## Directive
Can you give back everything in the listing from the line containing "Locate the red suv;" down to the line containing "<point>89,208</point>", with "palm tree" switched to "date palm" and nothing else changed?

## Dataset records
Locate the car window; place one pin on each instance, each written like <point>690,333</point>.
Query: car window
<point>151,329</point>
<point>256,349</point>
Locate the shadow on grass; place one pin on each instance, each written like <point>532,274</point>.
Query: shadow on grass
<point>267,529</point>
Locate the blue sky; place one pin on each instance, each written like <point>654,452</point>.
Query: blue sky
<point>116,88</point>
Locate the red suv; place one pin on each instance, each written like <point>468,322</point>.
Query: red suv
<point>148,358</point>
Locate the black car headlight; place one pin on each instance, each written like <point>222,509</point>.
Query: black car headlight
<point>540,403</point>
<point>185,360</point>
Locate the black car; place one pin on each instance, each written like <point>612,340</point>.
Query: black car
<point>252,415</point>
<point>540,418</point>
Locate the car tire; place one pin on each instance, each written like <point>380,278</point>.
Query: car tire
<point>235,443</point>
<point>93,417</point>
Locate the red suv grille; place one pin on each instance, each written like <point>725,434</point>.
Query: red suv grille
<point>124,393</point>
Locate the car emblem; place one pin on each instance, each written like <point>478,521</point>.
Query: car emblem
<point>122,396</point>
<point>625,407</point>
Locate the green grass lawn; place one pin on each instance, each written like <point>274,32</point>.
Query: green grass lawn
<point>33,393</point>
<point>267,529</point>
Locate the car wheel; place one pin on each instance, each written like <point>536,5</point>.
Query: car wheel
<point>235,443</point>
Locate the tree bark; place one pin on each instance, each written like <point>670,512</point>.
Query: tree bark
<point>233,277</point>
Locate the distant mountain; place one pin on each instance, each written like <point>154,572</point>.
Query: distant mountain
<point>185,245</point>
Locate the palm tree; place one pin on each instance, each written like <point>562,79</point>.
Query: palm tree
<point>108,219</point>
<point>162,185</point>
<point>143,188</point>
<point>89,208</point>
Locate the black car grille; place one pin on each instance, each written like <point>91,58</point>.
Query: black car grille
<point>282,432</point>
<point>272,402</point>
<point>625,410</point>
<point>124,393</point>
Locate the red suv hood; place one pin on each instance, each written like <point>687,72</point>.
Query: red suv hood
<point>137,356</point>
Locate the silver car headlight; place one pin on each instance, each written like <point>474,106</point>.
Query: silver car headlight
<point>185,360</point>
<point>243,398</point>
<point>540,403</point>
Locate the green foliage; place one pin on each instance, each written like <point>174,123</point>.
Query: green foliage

## The output
Locate the red suv; place one pin on each instance, each written like <point>468,322</point>.
Query: red suv
<point>148,358</point>
Locate the black car headlight; place one pin on each instance, each written like <point>222,509</point>.
Query: black car headlight
<point>540,403</point>
<point>185,360</point>
Locate the black car; place one pin on each instance, each written like <point>612,340</point>.
Query: black car
<point>252,415</point>
<point>540,418</point>
Locate the car tire; place one pin on each instance, each written like <point>380,278</point>.
Query: car tire
<point>235,443</point>
<point>93,417</point>
Locate the red suv grille; place one pin on each instance, each written like <point>725,434</point>.
Query: red suv grille
<point>124,393</point>
Locate the car emblem; place one pin on each instance, each written like <point>478,521</point>.
Query: car emblem
<point>122,396</point>
<point>625,407</point>
Locate the green grass lawn; place one pin on each instance, each written like <point>274,32</point>.
Query: green grass lawn
<point>33,393</point>
<point>267,529</point>
Locate the car wheel; place one pin on each instance, each written like <point>536,5</point>.
Query: car wheel
<point>235,443</point>
Locate the tree bark; place one pin on each instance, each written like <point>670,512</point>.
Query: tree bark
<point>233,277</point>
Locate the distant mountain; place one pin on each instance, each written like <point>154,572</point>.
Query: distant mountain
<point>185,245</point>
Locate the date palm; place one pin on each instance, each written like <point>562,79</point>.
Query: date palm
<point>108,219</point>
<point>162,185</point>
<point>143,188</point>
<point>89,208</point>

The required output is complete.